TASK STATEMENT: Check every line of the material for the word "face". Copy those that have it.

INFORMATION SHOWN:
※ ※ ※
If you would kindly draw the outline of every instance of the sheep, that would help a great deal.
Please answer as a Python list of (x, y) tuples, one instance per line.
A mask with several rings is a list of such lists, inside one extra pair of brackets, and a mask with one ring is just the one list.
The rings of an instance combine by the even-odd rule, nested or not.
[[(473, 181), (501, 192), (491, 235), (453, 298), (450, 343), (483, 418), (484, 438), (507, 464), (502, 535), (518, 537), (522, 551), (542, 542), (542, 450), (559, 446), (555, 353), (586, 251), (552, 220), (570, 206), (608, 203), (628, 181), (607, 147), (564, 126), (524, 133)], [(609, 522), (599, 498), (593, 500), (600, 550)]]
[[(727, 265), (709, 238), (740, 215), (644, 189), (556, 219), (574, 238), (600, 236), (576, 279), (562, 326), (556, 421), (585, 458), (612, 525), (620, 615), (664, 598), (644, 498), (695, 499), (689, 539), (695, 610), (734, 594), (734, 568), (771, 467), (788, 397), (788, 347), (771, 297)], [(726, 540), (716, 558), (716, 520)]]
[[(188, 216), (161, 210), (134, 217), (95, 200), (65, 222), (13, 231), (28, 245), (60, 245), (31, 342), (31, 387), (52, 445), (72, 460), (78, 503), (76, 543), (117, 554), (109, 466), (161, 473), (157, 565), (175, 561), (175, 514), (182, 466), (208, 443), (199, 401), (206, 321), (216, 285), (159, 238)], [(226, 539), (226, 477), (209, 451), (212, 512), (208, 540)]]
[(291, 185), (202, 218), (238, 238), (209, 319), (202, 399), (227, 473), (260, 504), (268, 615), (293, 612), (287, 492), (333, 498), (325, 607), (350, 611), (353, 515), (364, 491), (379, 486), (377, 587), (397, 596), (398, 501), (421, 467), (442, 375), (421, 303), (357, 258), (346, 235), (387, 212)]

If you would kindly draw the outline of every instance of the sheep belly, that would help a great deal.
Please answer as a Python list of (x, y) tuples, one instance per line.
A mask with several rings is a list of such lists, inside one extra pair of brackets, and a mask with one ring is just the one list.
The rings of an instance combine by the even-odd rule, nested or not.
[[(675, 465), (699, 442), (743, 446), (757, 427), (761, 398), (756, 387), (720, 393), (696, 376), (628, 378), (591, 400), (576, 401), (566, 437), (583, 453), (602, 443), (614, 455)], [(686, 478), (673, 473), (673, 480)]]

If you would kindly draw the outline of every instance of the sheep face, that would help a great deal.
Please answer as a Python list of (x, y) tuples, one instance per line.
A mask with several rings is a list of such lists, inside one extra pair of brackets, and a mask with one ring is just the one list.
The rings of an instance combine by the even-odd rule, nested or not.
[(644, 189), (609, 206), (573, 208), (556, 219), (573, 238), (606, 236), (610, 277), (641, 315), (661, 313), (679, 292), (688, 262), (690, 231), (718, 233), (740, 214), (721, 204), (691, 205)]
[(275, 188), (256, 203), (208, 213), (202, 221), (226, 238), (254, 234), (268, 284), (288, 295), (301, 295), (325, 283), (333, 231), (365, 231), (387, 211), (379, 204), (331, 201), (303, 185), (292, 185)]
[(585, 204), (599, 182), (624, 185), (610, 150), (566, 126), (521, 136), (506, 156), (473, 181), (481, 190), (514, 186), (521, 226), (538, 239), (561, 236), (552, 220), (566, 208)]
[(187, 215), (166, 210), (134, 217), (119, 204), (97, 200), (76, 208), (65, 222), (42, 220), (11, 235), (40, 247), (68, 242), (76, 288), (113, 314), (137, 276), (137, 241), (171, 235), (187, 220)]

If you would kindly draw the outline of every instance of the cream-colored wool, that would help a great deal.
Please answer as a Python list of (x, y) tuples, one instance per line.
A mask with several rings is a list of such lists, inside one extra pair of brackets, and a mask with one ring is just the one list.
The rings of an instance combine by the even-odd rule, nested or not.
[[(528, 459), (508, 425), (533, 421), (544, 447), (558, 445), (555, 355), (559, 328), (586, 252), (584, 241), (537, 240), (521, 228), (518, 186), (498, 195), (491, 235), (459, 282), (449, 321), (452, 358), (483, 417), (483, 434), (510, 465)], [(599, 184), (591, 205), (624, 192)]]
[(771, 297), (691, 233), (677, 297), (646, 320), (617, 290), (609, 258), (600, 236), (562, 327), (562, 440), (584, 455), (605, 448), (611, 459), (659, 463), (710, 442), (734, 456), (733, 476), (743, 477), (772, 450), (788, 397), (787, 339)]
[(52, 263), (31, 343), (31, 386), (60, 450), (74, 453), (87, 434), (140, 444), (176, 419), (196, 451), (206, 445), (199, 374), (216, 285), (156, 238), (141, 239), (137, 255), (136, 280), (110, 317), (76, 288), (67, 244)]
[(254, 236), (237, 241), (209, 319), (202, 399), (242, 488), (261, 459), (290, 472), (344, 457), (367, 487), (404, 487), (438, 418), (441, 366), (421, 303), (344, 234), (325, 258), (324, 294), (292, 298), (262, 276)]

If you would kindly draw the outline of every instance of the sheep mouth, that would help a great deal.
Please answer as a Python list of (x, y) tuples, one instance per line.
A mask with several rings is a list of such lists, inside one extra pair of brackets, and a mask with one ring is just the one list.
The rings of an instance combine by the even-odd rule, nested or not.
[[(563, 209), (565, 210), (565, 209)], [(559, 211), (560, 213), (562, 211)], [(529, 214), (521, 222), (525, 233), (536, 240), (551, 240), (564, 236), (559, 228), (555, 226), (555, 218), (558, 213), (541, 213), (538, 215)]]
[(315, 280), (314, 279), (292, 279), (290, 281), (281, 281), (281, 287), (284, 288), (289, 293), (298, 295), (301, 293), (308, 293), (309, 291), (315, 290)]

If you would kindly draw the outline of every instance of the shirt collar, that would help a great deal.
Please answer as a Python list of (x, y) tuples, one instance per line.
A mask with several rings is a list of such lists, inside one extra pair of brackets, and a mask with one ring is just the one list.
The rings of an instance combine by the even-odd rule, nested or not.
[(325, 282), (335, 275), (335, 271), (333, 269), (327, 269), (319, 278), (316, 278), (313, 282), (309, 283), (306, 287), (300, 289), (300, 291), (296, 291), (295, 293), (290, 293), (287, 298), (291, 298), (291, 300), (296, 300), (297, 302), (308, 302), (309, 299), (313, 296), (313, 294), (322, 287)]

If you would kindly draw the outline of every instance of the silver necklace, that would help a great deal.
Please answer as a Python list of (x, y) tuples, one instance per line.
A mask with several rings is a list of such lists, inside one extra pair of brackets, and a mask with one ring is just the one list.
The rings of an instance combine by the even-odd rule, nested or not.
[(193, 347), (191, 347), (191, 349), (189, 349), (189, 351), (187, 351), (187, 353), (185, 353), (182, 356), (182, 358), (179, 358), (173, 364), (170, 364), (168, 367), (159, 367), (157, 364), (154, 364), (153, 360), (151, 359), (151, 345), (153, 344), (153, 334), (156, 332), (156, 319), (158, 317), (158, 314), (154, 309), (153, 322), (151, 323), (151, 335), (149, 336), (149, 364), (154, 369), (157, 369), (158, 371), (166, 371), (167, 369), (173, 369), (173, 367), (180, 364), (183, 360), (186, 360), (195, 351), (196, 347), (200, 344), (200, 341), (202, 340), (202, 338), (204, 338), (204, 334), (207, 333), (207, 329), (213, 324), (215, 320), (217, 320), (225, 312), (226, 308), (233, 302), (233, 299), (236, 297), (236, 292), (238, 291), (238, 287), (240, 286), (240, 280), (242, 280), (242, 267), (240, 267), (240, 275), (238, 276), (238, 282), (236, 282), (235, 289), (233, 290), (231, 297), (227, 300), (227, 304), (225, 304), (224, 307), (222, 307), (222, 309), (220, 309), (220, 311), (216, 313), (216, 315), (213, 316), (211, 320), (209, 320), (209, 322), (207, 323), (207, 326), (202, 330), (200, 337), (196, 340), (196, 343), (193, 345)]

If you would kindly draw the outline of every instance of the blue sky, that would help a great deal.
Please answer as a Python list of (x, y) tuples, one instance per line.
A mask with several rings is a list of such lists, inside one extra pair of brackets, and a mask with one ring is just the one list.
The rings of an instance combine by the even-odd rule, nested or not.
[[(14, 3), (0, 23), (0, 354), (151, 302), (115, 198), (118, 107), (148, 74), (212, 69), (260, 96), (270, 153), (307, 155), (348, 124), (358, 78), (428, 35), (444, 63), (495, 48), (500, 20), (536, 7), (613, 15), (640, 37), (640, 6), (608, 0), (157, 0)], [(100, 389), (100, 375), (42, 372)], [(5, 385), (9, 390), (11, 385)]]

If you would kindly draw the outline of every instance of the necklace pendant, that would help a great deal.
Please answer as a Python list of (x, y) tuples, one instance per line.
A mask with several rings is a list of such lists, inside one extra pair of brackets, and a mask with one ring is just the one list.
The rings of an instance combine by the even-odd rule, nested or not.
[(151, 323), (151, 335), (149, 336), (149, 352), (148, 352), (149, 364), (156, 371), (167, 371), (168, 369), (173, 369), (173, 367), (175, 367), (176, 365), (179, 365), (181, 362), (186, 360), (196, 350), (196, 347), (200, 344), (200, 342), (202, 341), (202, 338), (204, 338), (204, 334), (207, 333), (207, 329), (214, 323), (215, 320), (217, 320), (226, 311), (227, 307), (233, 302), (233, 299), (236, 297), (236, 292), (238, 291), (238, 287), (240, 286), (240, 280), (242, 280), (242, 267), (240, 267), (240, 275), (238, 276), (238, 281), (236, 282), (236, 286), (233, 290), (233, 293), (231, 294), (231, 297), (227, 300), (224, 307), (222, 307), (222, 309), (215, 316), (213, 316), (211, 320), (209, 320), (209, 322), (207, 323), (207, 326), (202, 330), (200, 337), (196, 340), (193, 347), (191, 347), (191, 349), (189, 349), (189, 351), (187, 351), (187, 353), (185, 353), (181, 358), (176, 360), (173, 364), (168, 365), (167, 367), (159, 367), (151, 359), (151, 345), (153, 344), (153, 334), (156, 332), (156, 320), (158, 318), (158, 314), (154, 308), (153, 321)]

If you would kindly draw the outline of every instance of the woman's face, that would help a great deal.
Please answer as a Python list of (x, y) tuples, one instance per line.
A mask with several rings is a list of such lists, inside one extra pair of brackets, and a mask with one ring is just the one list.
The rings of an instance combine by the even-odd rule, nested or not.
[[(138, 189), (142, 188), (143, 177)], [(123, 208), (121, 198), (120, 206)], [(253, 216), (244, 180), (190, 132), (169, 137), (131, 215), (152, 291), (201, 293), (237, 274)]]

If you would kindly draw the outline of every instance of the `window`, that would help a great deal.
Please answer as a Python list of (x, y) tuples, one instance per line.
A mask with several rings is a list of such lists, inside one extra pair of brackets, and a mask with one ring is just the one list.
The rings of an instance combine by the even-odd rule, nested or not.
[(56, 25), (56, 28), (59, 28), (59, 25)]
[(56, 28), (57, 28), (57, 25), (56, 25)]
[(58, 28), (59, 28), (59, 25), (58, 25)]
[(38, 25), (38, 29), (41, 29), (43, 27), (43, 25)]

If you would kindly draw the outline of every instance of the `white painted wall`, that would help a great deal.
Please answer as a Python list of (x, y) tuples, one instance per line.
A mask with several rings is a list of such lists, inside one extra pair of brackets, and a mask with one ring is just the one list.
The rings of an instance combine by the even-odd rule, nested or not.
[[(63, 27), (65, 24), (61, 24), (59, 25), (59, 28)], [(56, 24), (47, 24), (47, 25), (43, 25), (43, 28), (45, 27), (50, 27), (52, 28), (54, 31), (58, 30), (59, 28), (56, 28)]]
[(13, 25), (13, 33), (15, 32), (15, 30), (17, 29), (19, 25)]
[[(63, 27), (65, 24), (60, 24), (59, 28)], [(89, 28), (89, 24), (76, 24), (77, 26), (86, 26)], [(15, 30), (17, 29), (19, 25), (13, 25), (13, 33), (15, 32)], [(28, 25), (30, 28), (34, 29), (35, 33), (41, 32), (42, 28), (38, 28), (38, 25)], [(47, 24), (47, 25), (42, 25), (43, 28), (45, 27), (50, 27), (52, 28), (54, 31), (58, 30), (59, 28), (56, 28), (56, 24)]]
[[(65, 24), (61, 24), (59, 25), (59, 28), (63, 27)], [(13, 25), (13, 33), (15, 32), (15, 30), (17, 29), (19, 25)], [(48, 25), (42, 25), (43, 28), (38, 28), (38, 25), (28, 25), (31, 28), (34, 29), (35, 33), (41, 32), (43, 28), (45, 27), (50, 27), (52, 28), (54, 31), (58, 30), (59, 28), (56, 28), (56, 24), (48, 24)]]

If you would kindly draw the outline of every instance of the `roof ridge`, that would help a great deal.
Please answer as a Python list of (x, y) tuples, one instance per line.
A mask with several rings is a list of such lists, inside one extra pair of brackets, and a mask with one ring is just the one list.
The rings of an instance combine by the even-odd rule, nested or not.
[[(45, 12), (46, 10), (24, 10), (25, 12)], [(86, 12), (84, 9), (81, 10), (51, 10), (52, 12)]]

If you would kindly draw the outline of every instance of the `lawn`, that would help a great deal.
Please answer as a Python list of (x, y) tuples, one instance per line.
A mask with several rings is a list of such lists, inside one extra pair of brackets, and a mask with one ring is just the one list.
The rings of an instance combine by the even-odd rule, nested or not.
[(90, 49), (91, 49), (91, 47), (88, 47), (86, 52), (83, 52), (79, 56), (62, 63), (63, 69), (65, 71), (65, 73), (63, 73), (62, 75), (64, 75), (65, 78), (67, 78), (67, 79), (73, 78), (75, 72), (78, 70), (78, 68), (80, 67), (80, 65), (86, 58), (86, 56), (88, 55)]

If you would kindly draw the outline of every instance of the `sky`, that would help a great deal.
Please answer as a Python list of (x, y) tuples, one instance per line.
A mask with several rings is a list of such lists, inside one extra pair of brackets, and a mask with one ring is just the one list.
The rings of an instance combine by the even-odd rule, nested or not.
※ ※ ※
WRITTEN RESPONSE:
If you would kindly draw the outline of every instance of the sheep face, that would help a great deal.
If you would kindly draw the outline of every instance of the woman's face, that would help a great deal.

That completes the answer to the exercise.